● Work task
Set down, word for word, each line from the top of the data through the line that has "box: [26, 416, 900, 599]"; omit every picture.

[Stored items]
======
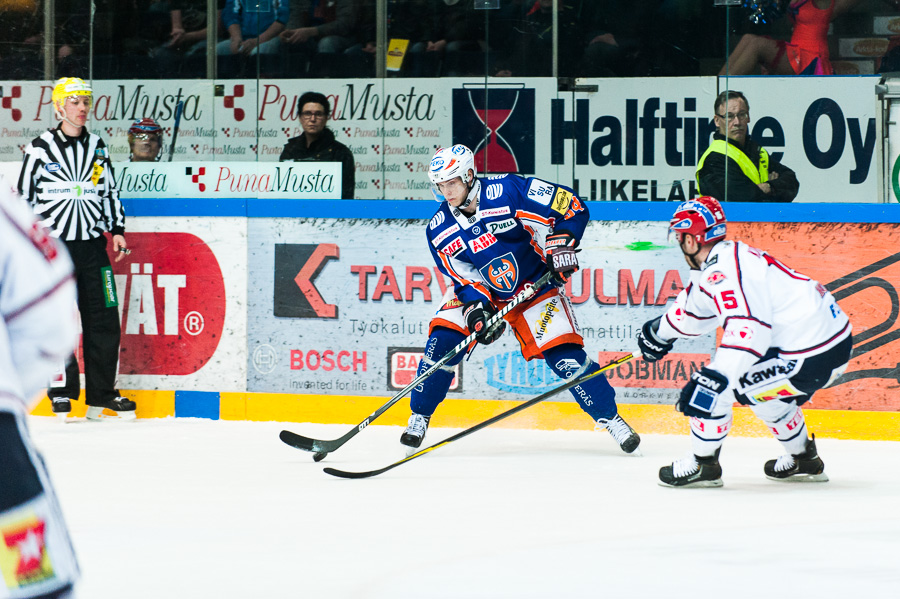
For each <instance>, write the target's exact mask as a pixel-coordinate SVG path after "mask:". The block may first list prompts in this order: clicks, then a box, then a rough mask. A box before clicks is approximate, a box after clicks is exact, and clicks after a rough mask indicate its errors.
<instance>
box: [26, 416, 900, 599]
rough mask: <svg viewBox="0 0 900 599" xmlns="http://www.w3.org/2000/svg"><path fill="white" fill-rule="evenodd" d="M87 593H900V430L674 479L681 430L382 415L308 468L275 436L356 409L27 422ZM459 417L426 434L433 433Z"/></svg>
mask: <svg viewBox="0 0 900 599" xmlns="http://www.w3.org/2000/svg"><path fill="white" fill-rule="evenodd" d="M31 426H32V435H33V437H34V439H35V442H36V444H37V445H38V446H39V447H40V448H41V449H42V450H43V452H44V456H45V458H46V459H47V462H48V465H49V468H50V471H51V473H52V475H53V478H54V481H55V483H56V487H57V490H58V493H59V495H60V498H61V501H62V506H63V510H64V512H65V515H66V517H67V519H68V523H69V527H70V529H71V531H72V535H73V538H74V544H75V547H76V550H77V552H78V556H79V559H80V562H81V567H82V571H83V578H82V581H81V584H80V586H79V595H78V596H79V597H81V598H82V599H123V598H129V599H139V598H145V597H146V598H153V599H161V598H167V599H172V598H174V599H193V598H215V599H226V598H234V599H238V598H240V599H249V598H253V599H258V598H280V597H285V598H295V597H296V598H301V597H319V598H322V599H326V598H327V599H336V598H345V597H346V598H360V597H366V598H370V597H371V598H390V599H406V598H411V599H431V598H437V597H440V598H463V597H484V598H492V599H493V598H497V597H509V598H516V599H520V598H531V597H534V598H551V597H554V598H555V597H562V598H569V597H585V598H587V597H591V598H595V597H611V598H615V599H626V598H628V599H634V598H643V597H654V598H656V597H660V598H662V597H698V596H700V597H723V598H724V597H728V598H731V597H754V598H759V597H770V596H778V597H794V598H797V599H799V598H807V597H809V598H815V599H820V598H831V597H834V598H842V599H844V598H848V597H852V598H863V597H866V598H873V599H880V598H888V597H900V476H898V471H900V467H898V464H900V443H892V442H862V441H839V440H832V439H819V440H818V441H817V444H818V447H819V453H820V455H821V456H822V457H823V459H824V460H825V463H826V472H827V473H828V474H829V476H830V477H831V482H828V483H824V484H787V483H776V482H772V481H769V480H767V479H766V478H765V477H764V476H763V473H762V465H763V463H764V462H765V461H766V460H767V459H770V458H773V457H776V456H777V455H778V454H780V453H781V451H780V446H779V445H778V443H777V442H776V441H775V440H774V439H748V438H740V437H735V438H730V439H728V440H727V441H726V443H725V447H724V448H723V450H722V457H721V463H722V467H723V469H724V475H723V479H724V481H725V486H724V487H723V488H721V489H668V488H662V487H659V486H658V485H657V484H656V480H657V476H656V473H657V471H658V469H659V467H660V466H663V465H665V464H667V463H669V462H671V461H672V459H673V458H676V457H681V456H682V455H684V454H685V453H686V452H687V450H688V446H689V441H688V439H687V437H680V436H664V435H656V436H654V435H646V436H644V438H643V443H642V444H641V449H642V451H643V456H641V457H631V456H626V455H625V454H623V453H621V452H620V451H619V449H618V448H617V447H616V446H615V445H614V444H613V442H612V440H611V438H610V437H609V436H608V435H607V434H606V433H605V432H604V433H590V432H539V431H521V430H504V429H493V428H489V429H486V430H483V431H479V432H477V433H475V434H473V435H471V436H469V437H466V438H464V439H461V440H459V441H457V442H454V443H452V444H450V445H447V446H444V447H441V448H439V449H438V450H436V451H434V452H432V453H429V454H428V455H425V456H422V457H420V458H418V459H415V460H413V461H411V462H409V463H407V464H404V465H402V466H400V467H398V468H396V469H394V470H392V471H390V472H387V473H385V474H382V475H380V476H378V477H375V478H372V479H365V480H342V479H336V478H332V477H330V476H328V475H326V474H324V473H323V472H322V468H323V467H324V466H326V465H330V466H332V467H336V468H340V469H345V470H369V469H372V468H376V467H381V466H385V465H387V464H389V463H391V462H393V461H395V460H397V459H399V458H401V457H402V456H403V453H402V452H401V449H400V445H399V443H398V438H399V435H400V430H401V429H400V428H399V427H385V426H372V427H369V428H368V429H367V430H365V431H363V432H362V433H361V434H360V435H358V436H357V437H356V438H354V439H353V440H352V441H350V442H349V443H348V444H347V445H345V446H344V447H343V448H342V449H340V450H338V451H337V452H336V453H334V454H332V455H330V456H329V457H328V458H327V459H326V460H325V461H323V462H321V463H319V464H316V463H314V462H313V461H312V459H311V457H310V454H308V453H306V452H302V451H298V450H296V449H292V448H290V447H287V446H286V445H284V444H282V443H281V442H280V441H279V440H278V432H279V431H280V430H281V429H282V428H288V429H291V430H294V431H296V432H298V433H301V434H303V435H306V436H311V437H317V438H325V439H331V438H335V437H338V436H340V435H341V434H343V433H344V432H346V431H347V430H349V428H350V427H349V426H347V425H317V424H285V423H275V422H272V423H258V422H226V421H219V422H216V421H209V420H198V419H166V420H141V421H137V422H133V423H119V422H113V423H88V422H71V423H68V424H65V425H62V424H59V423H57V422H56V421H55V420H53V419H50V418H32V425H31ZM453 432H455V430H453V429H443V428H432V429H431V430H430V431H429V436H428V437H427V438H426V444H433V443H436V442H437V441H439V440H441V439H443V438H445V437H447V436H449V435H450V434H452V433H453Z"/></svg>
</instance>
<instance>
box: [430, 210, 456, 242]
mask: <svg viewBox="0 0 900 599" xmlns="http://www.w3.org/2000/svg"><path fill="white" fill-rule="evenodd" d="M435 218H437V217H435ZM432 222H434V221H433V220H432ZM433 228H434V227H432V229H433ZM457 231H459V225H458V224H456V223H454V224H453V226H450V227H447V228H446V229H445V230H443V231H441V233H440V235H438V236H437V237H435V238H434V239H432V240H431V243H432V245H434V247H437V246H439V245H441V242H443V241H444V240H445V239H447V238H448V237H450V236H451V235H453V234H454V233H456V232H457Z"/></svg>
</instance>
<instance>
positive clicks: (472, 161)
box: [428, 144, 478, 202]
mask: <svg viewBox="0 0 900 599" xmlns="http://www.w3.org/2000/svg"><path fill="white" fill-rule="evenodd" d="M469 170H471V171H472V173H473V175H472V178H471V179H470V178H469ZM476 175H478V169H476V168H475V154H473V153H472V150H470V149H469V148H467V147H466V146H464V145H462V144H456V145H455V146H451V147H449V148H440V149H439V150H438V151H437V152H435V153H434V156H433V157H432V159H431V166H429V167H428V178H429V179H431V187H432V191H434V195H435V197H436V198H437V200H438V201H439V202H441V201H443V199H444V196H443V195H441V192H440V191H439V190H438V187H437V184H438V183H443V182H444V181H450V180H451V179H455V178H456V177H460V178H461V179H462V181H463V183H465V184H466V187H469V186H470V185H471V183H472V181H474V180H475V176H476Z"/></svg>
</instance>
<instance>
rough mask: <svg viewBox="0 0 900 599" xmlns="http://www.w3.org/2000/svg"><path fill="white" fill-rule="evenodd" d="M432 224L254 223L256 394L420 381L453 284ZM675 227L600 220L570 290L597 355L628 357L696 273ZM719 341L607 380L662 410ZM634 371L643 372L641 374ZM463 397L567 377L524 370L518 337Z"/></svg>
mask: <svg viewBox="0 0 900 599" xmlns="http://www.w3.org/2000/svg"><path fill="white" fill-rule="evenodd" d="M426 224H427V221H418V220H411V221H381V222H379V221H370V220H354V221H337V220H332V219H277V218H275V219H268V218H265V219H264V218H256V219H252V220H251V221H250V223H249V230H248V245H249V252H250V254H249V279H248V283H249V291H248V328H247V330H248V352H247V353H248V358H249V366H248V368H247V374H248V391H261V392H262V391H264V392H283V393H321V394H325V395H392V394H393V393H395V392H396V391H397V390H399V389H400V388H402V383H408V382H409V381H410V380H412V378H413V377H414V375H415V362H416V361H417V358H418V356H419V354H420V353H421V352H422V350H423V348H424V346H425V341H426V339H427V337H428V324H429V322H430V319H431V317H432V316H433V314H434V313H435V311H436V310H437V309H438V308H439V306H440V300H441V297H442V295H443V290H444V289H445V288H446V286H447V285H448V284H449V279H447V278H445V277H443V276H441V275H440V274H439V273H438V271H437V270H436V268H435V266H434V263H433V262H432V260H431V256H430V254H429V253H428V252H427V250H426V249H425V246H424V241H425V237H424V229H425V226H426ZM665 239H666V224H665V223H662V222H659V223H656V222H654V223H634V222H618V223H614V224H606V223H598V222H591V223H590V225H589V227H588V230H587V232H586V233H585V236H584V243H583V244H582V245H581V248H582V250H583V251H582V252H581V253H580V254H579V261H580V263H581V264H582V267H583V268H582V270H581V271H580V274H579V276H578V277H576V281H574V283H573V284H572V285H571V292H570V295H571V298H572V302H573V304H574V309H575V315H576V317H577V319H578V322H579V324H580V326H581V328H582V334H583V335H584V337H585V344H586V349H587V351H588V354H589V355H590V356H591V357H592V358H593V359H594V360H595V361H598V362H602V363H606V362H607V361H608V360H609V359H610V358H609V357H608V355H607V354H608V352H619V353H618V354H617V356H619V355H621V352H625V351H632V350H634V349H635V348H636V343H635V335H636V334H637V331H638V330H639V328H640V326H641V325H642V324H643V323H644V322H645V321H646V320H648V319H650V318H652V317H655V316H657V315H659V314H661V313H662V312H663V311H664V310H665V306H666V303H667V302H668V301H669V300H671V299H673V298H674V297H675V295H676V294H677V293H678V291H679V290H680V289H681V287H682V282H683V280H684V278H685V277H687V268H686V266H685V264H684V260H683V258H682V256H681V252H680V251H679V250H678V249H677V247H675V246H671V247H670V246H668V245H665V243H666V241H665ZM714 342H715V339H714V338H713V337H712V336H708V337H706V338H703V339H698V340H693V341H683V342H679V346H678V349H677V352H679V353H677V354H675V355H674V356H672V359H671V360H668V361H666V362H665V363H664V364H657V365H652V366H651V365H648V364H646V363H644V362H640V363H639V364H638V366H635V365H625V366H623V367H620V368H619V369H617V370H616V371H613V372H612V373H611V375H610V377H611V382H612V383H613V384H614V385H615V386H617V387H619V388H620V389H621V391H620V394H621V396H622V398H623V400H624V401H627V402H629V403H666V402H669V403H670V402H671V401H673V400H674V399H675V397H676V396H677V393H678V389H680V387H681V386H683V384H684V383H685V382H686V380H687V378H688V377H689V376H690V374H691V371H692V368H693V369H695V370H696V369H698V368H699V367H700V365H701V364H702V363H703V362H704V361H708V360H709V354H710V353H711V352H712V350H713V348H714ZM636 369H638V370H636ZM457 378H458V380H457V383H456V384H455V386H454V389H453V391H452V392H453V393H454V394H456V396H457V397H466V398H499V399H516V398H522V396H530V395H536V394H538V393H541V392H543V391H545V390H547V389H549V388H550V387H552V386H554V385H556V384H557V383H558V379H557V378H556V376H555V375H554V374H553V373H552V372H551V371H550V369H549V368H548V367H546V366H545V365H544V363H543V361H542V360H533V361H531V362H525V360H524V359H523V358H522V355H521V353H520V351H519V346H518V342H517V341H516V340H515V337H514V335H513V334H512V332H511V331H507V332H506V333H505V334H504V335H503V337H502V338H501V340H500V341H498V342H497V343H494V344H492V345H491V346H489V347H488V346H480V347H478V348H477V349H476V350H475V352H474V353H473V354H472V355H471V356H470V358H469V359H468V360H466V361H464V362H463V363H462V368H461V370H460V372H458V373H457Z"/></svg>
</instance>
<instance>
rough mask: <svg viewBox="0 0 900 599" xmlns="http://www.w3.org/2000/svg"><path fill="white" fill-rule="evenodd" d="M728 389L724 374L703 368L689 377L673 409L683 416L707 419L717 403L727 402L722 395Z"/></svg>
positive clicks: (716, 371)
mask: <svg viewBox="0 0 900 599" xmlns="http://www.w3.org/2000/svg"><path fill="white" fill-rule="evenodd" d="M727 388H728V379H727V378H726V377H725V375H724V374H722V373H721V372H719V371H717V370H713V369H712V368H707V367H706V366H704V367H703V368H701V369H700V370H698V371H697V372H694V373H693V374H692V375H691V380H690V381H688V384H687V385H685V386H684V389H682V390H681V397H679V398H678V401H677V402H675V409H676V410H678V411H679V412H682V413H683V414H684V415H685V416H694V417H696V418H709V417H710V416H711V415H712V413H713V411H714V410H715V407H716V402H718V401H728V398H727V397H725V398H723V397H722V394H723V393H724V392H725V390H726V389H727Z"/></svg>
======
● Solution to this task
For each <instance>, write the target's exact mask as a pixel-coordinate SVG path after "mask:". The block may first list prompts in this order: clicks, then a box, then a rough mask. A box before clicks is approximate, a box after clicks is exact, and clicks after a rough mask indicate its errors.
<instance>
box: [26, 416, 900, 599]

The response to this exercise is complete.